▶ _Work instruction_:
Needed from the data below: all lines that contain the word "ground".
------------------------------------------------
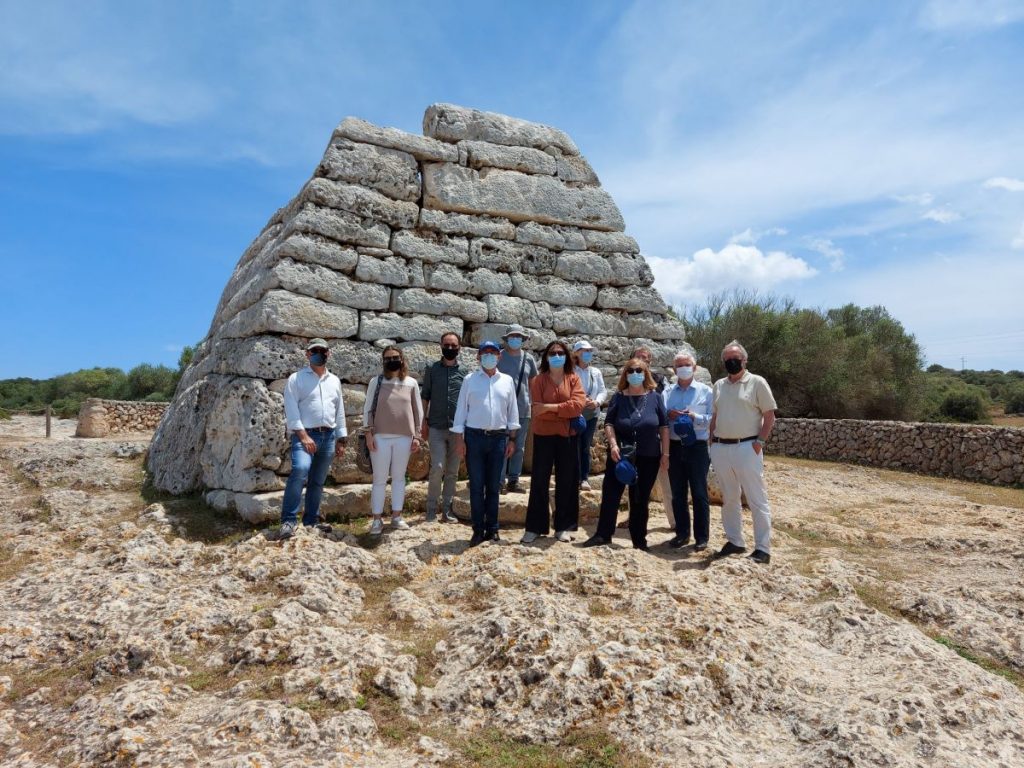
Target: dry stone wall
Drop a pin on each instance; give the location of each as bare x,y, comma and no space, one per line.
992,455
98,418
482,221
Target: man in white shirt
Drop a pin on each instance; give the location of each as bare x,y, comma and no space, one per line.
315,416
688,459
486,420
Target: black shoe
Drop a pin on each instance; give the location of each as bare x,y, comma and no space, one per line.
730,549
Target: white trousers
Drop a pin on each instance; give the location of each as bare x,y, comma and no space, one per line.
740,469
391,457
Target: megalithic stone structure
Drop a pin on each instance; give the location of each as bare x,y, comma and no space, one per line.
482,221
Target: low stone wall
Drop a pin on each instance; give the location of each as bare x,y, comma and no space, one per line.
966,452
99,418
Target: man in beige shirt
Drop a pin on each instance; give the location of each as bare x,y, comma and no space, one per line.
742,419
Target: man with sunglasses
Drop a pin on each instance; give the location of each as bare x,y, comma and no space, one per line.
315,417
441,382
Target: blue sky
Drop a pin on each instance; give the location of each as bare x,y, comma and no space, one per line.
862,152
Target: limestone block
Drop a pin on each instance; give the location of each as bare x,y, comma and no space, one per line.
430,247
454,123
421,147
392,270
389,171
246,424
486,155
510,309
281,311
461,223
632,298
587,322
313,249
585,267
553,290
412,300
552,238
517,197
340,225
360,201
482,282
654,326
446,278
609,242
414,328
503,256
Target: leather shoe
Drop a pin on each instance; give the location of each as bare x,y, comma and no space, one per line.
730,549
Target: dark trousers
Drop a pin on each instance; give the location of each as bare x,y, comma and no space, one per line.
484,460
611,495
585,440
554,452
688,471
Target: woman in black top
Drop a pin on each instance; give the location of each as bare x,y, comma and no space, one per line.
637,424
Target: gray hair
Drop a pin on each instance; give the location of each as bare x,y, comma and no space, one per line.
734,345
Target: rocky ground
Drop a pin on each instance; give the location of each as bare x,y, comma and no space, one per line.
156,632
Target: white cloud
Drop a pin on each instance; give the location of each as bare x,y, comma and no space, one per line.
835,254
1005,182
734,266
942,215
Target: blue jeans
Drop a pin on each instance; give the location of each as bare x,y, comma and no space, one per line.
484,459
586,440
513,467
309,471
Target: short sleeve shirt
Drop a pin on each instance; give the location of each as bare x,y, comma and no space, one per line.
740,406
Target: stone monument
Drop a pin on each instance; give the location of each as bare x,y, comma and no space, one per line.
482,221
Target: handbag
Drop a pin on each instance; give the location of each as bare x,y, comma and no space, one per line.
363,450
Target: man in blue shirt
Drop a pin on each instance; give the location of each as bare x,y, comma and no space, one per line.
688,464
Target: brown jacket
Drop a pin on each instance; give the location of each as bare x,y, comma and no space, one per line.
569,397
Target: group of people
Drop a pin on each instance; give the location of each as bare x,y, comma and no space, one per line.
654,430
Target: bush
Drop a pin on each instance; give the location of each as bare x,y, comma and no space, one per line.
964,407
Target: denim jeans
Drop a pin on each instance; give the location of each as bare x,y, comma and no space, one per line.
309,471
484,459
513,467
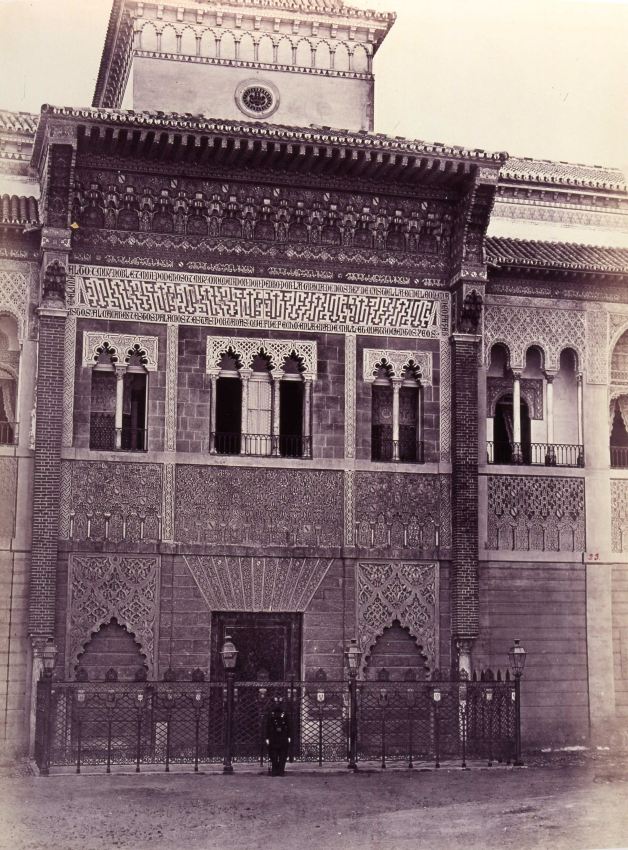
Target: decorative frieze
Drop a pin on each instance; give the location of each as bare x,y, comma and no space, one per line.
121,347
69,372
419,363
402,591
519,327
156,296
263,507
103,587
536,513
619,515
111,501
257,583
264,213
350,394
400,511
278,351
172,360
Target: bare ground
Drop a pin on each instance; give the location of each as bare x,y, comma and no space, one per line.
563,802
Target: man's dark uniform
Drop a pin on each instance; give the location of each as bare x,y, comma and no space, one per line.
278,737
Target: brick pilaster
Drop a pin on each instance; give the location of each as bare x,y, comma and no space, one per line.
465,581
46,472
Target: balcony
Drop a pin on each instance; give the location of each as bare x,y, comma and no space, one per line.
261,445
7,433
396,451
535,454
102,435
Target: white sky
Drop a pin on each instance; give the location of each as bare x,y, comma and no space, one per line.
541,78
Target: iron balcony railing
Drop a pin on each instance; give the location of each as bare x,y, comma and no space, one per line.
102,435
197,722
535,454
261,445
7,433
401,451
619,457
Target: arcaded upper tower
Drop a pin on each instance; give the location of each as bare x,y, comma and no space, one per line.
296,62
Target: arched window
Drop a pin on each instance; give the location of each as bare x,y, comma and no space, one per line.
9,371
228,434
260,396
118,408
396,415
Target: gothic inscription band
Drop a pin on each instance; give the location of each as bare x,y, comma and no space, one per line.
156,296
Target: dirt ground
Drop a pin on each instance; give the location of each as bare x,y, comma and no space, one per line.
562,802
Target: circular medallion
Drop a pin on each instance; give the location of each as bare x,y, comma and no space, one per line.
257,98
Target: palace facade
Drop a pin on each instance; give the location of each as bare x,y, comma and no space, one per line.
266,377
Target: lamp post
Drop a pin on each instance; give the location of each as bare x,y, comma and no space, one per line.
354,657
49,659
229,655
517,659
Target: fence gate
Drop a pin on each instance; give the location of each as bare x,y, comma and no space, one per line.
167,723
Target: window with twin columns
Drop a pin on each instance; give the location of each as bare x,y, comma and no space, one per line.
261,396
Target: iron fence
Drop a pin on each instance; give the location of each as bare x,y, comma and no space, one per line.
192,723
7,433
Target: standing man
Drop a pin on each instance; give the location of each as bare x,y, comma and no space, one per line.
278,737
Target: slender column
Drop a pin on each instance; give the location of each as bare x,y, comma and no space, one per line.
307,416
120,373
213,380
276,375
245,376
396,382
516,416
580,410
550,409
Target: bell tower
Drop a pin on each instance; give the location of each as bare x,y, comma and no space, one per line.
290,62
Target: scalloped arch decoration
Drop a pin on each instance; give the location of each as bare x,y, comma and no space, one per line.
277,350
406,591
103,587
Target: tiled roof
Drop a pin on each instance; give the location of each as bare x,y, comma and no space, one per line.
522,252
276,132
567,173
18,210
18,122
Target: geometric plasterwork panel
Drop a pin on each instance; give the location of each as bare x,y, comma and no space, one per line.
519,327
102,587
8,482
397,361
619,515
536,513
531,393
257,583
111,502
401,511
597,346
121,347
258,506
245,349
14,298
405,591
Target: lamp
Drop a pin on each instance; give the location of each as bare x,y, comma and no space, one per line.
49,656
354,656
229,654
517,658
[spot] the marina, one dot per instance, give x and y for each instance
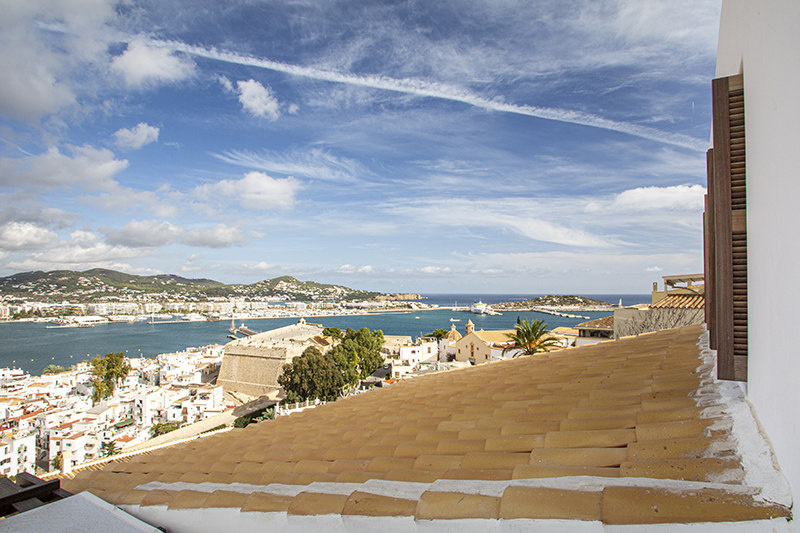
(31, 345)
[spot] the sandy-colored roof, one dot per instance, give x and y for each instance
(453, 334)
(682, 301)
(625, 432)
(606, 322)
(495, 336)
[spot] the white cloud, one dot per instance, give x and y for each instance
(258, 100)
(255, 190)
(434, 270)
(219, 236)
(226, 83)
(142, 65)
(312, 163)
(136, 137)
(153, 234)
(353, 269)
(24, 236)
(88, 167)
(123, 199)
(527, 217)
(143, 234)
(261, 266)
(679, 197)
(83, 250)
(44, 45)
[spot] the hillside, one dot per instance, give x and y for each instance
(102, 284)
(563, 300)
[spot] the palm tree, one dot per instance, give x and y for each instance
(530, 337)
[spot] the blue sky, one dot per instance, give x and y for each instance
(461, 146)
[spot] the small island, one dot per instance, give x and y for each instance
(568, 301)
------------------------------------------------
▶ _Response below_:
Target: rocky ground
Target: bare ground
Target: dirt ground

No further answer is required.